# DOCUMENT SEGMENT

Every locale has its own lore—a mythology surrounding the history of its communities. In New Hampshire, things are no different, and our urban legends have become particularly important thanks to the long, lonely winters our ancestors endured without entertainment technology. Cold, dark days inside were passed by the telling of stories, leading to the development of a diverse and detailed folklore. From passionate love stories and unidentified creatures to mysterious disappearances and wrongful executions, New Hampshirites are heirs to a vast array of supernatural stories, just lurking in wait to terrify future generations.
Now one of the more popular destinations in New Hampshire, Lake Winnipesaukee found its moniker the same way any good place-naming happens: A romantic occurrence in long ago days. In the 16th century, a Native American tribe on the north shore was led by a chief named Wonaton, whose greatest love was his daughter, Mineola. Mineola was desired by all the young men in the region, but it just so happens she fell in love with the chief of a tribe residing on the south shore, named Adiwando. When Chief Wonaton learned of his daughter’s forbidden love for a great enemy, he attacked the young man viciously. Mineola threw herself between her love and her father, begging him to spare Adiwando and allow them to be wed. Finally convinced, the chief gathered the entire village for a wedding, which was to take place in the center of the lake, between the lands of the two warring tribes. The day of the nuptials was stormy, threatening the tribespeople who had gathered in their canoes to witness the event. Suddenly, brilliant sunlight burst through the thick cloud cover and surrounded the canoe carrying Adiwando and Mineola’s canoe. Chief Wonaton declared it a sign from the Gods, and claimed the lake as Winnipesaukee, meaning “Smile of the Great Spirit.”

# ENTRIES SHOWN
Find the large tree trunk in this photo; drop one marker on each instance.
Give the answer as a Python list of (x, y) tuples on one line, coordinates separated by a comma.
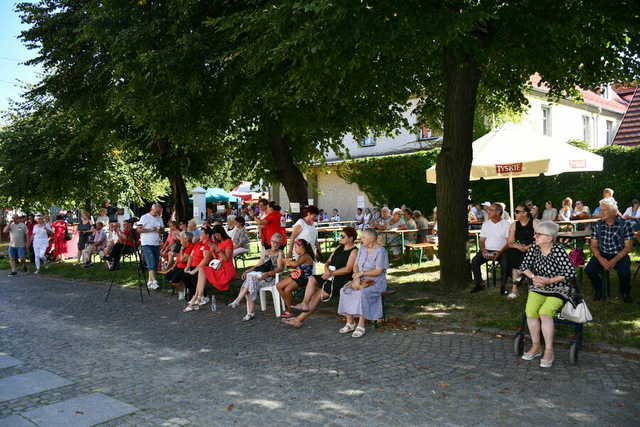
[(180, 197), (453, 166), (288, 172), (171, 170)]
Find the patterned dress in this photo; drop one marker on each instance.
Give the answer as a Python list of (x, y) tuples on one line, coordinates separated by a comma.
[(557, 263), (366, 302), (221, 277)]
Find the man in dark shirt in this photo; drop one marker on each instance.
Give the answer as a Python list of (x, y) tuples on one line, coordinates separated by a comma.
[(611, 242)]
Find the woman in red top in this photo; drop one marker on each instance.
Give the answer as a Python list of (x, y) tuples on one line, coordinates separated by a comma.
[(271, 224), (175, 270), (221, 249), (199, 258), (59, 235)]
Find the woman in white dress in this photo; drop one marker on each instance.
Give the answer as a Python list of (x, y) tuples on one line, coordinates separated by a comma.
[(41, 234)]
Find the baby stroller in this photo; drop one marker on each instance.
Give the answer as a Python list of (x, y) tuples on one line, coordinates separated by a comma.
[(576, 339)]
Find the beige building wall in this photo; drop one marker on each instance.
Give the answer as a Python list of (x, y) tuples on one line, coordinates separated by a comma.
[(336, 193), (332, 192)]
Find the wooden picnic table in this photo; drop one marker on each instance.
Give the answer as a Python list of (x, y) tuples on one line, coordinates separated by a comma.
[(575, 222), (397, 231)]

# TASKS
A. In the New Hampshire legends passage, repeat the words between "Every locale has" and "terrify future generations.", inclusive, substituting "tradition" for "folklore".
B. Translate this sentence from the New Hampshire legends passage into Spanish: "Mineola threw herself between her love and her father, begging him to spare Adiwando and allow them to be wed."

# SOLUTIONS IN ORDER
A.
Every locale has its own lore—a mythology surrounding the history of its communities. In New Hampshire, things are no different, and our urban legends have become particularly important thanks to the long, lonely winters our ancestors endured without entertainment technology. Cold, dark days inside were passed by the telling of stories, leading to the development of a diverse and detailed tradition. From passionate love stories and unidentified creatures to mysterious disappearances and wrongful executions, New Hampshirites are heirs to a vast array of supernatural stories, just lurking in wait to terrify future generations.

B. Mineola se lanzó entre su amado y su padre, rogándole que perdonara a Adiwando y les permitiera casarse.